*Set problem*
Please print each of the records below line for line, changing nothing.

+++ Task input +++

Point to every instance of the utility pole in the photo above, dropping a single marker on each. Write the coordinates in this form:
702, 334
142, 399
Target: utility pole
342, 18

+++

*Correct output*
Point to every instance of the utility pole in the photo above, dropping a single marker on each. Write the coordinates in this form:
702, 334
142, 399
Target: utility pole
342, 18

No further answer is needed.